• **Your objective**
Swap "top-left" for "upper-left" in the part of the listing that opens with the line containing "Batch job #47 — class: textured" and closes with the line containing "184;153;258;301", leaving everything else unchanged. Output only those lines.

-- START Data provided --

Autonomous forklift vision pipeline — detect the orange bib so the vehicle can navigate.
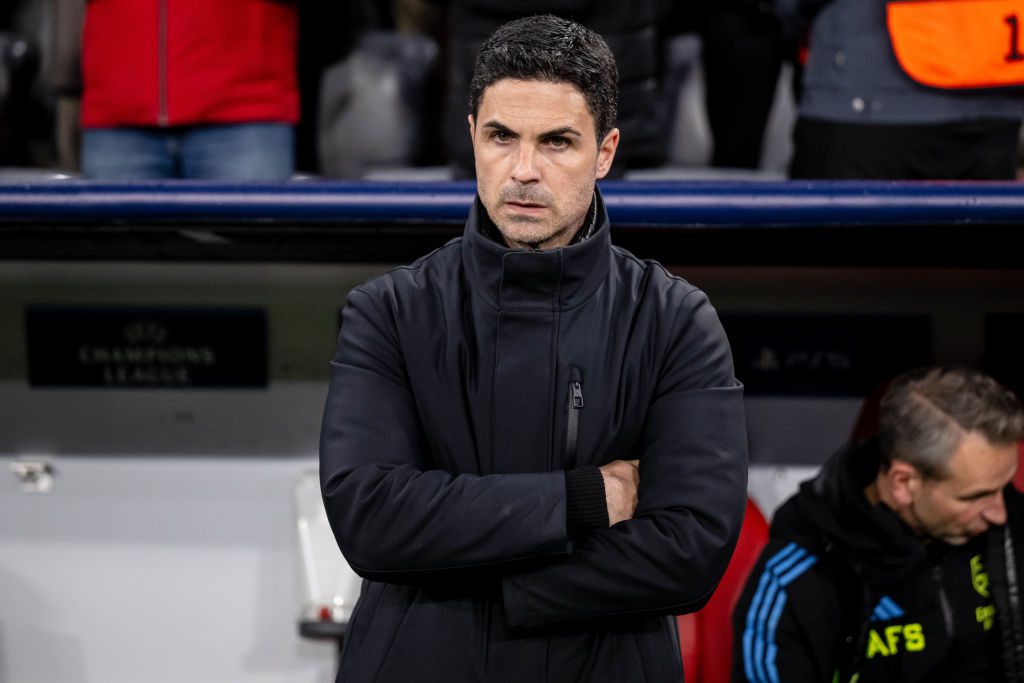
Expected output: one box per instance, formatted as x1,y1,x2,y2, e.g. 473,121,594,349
884,0,1024,89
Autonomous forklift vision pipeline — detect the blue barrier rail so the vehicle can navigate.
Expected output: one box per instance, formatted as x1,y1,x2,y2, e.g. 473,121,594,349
0,180,1024,227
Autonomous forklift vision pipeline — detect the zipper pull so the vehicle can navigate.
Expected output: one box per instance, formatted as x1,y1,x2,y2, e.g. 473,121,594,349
571,382,583,410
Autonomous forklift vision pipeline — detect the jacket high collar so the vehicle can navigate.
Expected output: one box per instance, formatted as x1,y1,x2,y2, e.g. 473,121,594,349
462,188,611,310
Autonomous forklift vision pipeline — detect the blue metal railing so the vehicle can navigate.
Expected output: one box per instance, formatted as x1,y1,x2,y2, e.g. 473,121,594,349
6,180,1024,227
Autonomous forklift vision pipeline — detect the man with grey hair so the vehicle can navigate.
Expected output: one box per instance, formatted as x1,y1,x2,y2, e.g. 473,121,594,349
733,368,1024,683
321,15,746,683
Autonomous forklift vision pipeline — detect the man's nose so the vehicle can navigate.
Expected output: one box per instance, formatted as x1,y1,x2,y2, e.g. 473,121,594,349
981,490,1007,524
512,144,541,182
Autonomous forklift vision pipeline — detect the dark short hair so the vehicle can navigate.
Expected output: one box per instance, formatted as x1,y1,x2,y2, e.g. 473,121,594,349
469,14,618,144
879,368,1024,479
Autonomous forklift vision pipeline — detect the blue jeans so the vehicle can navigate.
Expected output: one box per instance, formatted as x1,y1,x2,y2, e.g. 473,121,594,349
82,123,295,180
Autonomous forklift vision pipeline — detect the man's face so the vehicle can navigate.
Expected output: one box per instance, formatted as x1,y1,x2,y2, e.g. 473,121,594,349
907,432,1017,546
469,79,618,249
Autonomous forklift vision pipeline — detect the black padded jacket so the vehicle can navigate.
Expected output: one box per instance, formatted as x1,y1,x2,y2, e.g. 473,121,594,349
321,189,746,683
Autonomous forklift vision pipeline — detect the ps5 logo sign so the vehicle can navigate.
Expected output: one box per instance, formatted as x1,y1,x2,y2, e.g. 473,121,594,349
751,346,853,373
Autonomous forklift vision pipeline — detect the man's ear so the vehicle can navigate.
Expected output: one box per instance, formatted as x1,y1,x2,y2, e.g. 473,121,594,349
885,459,922,508
597,128,618,180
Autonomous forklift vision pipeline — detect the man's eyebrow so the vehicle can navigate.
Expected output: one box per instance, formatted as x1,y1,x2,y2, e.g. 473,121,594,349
541,126,583,138
480,119,515,135
480,119,583,139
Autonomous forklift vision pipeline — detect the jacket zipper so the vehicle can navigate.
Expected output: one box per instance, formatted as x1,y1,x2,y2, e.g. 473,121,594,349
157,0,170,127
932,566,954,640
565,367,583,468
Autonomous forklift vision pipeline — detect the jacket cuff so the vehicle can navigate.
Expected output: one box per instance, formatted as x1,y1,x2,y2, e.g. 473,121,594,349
565,467,608,539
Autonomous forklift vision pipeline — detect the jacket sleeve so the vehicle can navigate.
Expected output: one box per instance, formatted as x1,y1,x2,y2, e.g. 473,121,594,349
319,290,569,582
503,291,746,627
731,540,842,683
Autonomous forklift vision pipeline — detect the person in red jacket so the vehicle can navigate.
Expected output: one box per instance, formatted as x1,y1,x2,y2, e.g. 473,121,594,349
82,0,299,180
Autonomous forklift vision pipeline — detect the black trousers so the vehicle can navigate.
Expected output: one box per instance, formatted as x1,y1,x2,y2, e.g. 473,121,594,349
790,117,1020,180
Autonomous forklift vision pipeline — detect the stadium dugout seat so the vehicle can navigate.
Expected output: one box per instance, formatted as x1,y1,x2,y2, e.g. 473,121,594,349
677,499,768,683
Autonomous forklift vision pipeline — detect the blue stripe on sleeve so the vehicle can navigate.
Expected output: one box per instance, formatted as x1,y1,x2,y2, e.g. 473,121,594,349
743,543,818,683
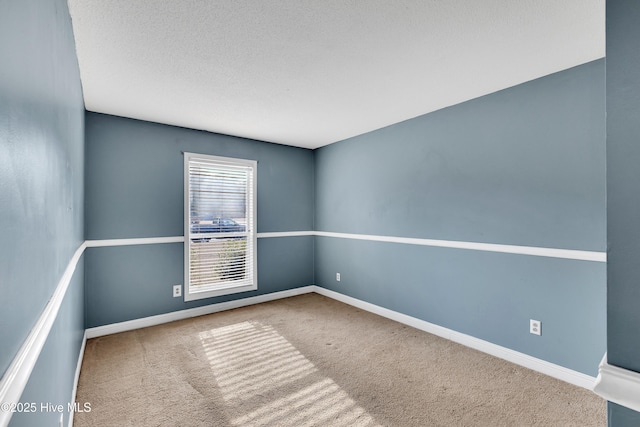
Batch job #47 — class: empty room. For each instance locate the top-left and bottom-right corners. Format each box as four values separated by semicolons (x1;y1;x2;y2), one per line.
0;0;640;427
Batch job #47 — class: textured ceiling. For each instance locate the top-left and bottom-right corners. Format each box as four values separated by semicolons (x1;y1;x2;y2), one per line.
69;0;605;148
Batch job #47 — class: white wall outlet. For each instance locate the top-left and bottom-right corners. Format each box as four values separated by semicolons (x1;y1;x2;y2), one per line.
529;319;542;335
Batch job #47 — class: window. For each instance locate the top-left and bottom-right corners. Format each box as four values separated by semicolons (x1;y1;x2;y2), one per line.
184;153;258;301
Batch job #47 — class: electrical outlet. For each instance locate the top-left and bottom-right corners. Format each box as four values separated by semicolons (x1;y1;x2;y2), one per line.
529;319;542;335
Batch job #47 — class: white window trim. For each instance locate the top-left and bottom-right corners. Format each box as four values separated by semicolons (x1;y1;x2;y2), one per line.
184;152;258;302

-- END Data provided --

• **Right answer**
Batch job #47 — class: textured ceiling. For each instance locate the upper-left and bottom-right corners. Format each box as four values separated by semicolons (x1;y1;x2;y2), one per line.
69;0;605;148
Batch job #47 — class: white wall outlet. For each instance locate the upper-left and bottom-right corners. Format each box as four values separated by semicolons (x1;y1;x2;y2), one per line.
529;319;542;335
Batch job #47 — class: window. For each instance locate the upper-left and bottom-right corners. Format each box as four values separated by semicolons (x1;y1;x2;y2), one per line.
184;153;258;301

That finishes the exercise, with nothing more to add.